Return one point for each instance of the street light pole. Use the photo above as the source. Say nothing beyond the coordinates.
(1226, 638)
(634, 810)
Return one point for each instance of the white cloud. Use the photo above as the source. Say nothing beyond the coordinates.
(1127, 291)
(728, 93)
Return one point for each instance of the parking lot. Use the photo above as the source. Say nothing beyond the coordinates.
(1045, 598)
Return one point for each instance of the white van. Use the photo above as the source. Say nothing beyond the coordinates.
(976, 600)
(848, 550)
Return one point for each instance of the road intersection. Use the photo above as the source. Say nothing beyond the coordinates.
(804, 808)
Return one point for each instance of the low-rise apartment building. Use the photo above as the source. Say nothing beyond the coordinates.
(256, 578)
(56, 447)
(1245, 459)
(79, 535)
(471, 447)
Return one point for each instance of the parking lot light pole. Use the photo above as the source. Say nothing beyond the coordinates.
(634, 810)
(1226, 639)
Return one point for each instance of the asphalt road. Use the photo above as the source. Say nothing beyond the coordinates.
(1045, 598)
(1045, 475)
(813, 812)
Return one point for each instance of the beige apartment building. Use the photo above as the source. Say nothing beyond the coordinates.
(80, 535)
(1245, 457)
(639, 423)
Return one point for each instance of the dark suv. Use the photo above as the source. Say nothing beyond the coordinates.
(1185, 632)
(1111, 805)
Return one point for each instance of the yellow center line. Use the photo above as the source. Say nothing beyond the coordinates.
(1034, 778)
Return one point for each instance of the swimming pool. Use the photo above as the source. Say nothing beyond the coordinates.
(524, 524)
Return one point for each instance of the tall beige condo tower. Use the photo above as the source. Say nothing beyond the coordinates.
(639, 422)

| Required work |
Scale every coordinate in the answers in the data above by 1.15, rounding to whole numbers with halves going up. Write out all of the data again with the new coordinates, keeping the requests.

| Task response |
Return one point for each instance of the street light pole. Use the photo above as the source. Say nothing beyond the coordinates.
(1410, 734)
(729, 932)
Return one point for each instance of the white cloud. Use the photo above as the source. Say nothing beyond the coordinates.
(1296, 335)
(837, 107)
Return one point for each instance of the parking lot. Use the photo above as the source. Say nothing beyond the coordinates.
(1202, 688)
Return one point for each instance of the white van. Use the photo above as the source. Say nothing beyond the coordinates.
(1122, 690)
(975, 633)
Return one point for each instance of the road intersection. Use the photo above as the source. Say nothing beyond the coordinates.
(925, 929)
Return one point for each instance of the low-rise apartment building. Use the photo above as the source. Say nothing beyond the coordinates.
(294, 665)
(64, 514)
(1432, 528)
(91, 615)
(542, 514)
Return one point for each instance of the parking lot light pole. Use the photo above as the source. Say nothing beyond the coordinates.
(729, 932)
(1410, 735)
Return one point for each instance of the asphalt road. Use the photo above as the source. Say nothing beyond the coordinates.
(1202, 688)
(1202, 546)
(935, 934)
Return one point for each instance of the beige apartment building. Use the photo above as the source. Say nothing beyond the coordinates.
(92, 615)
(1432, 526)
(735, 486)
Return one point for each instance of the dark suv. Use the photo above as the source. Say nothing beyond the coordinates.
(1363, 727)
(1278, 926)
Return one point for each instance of the yellow center line. Use the photo above as the source. Say nothing beyond the coordinates.
(1189, 895)
Return one point for each instance of the swimming pool. Use the photo above as the source. Say nothing beyond the coordinates.
(603, 603)
Return one point for each instance of the tall beige condo tower. Use the photo above as the source. Say nothing beyond the coordinates.
(735, 485)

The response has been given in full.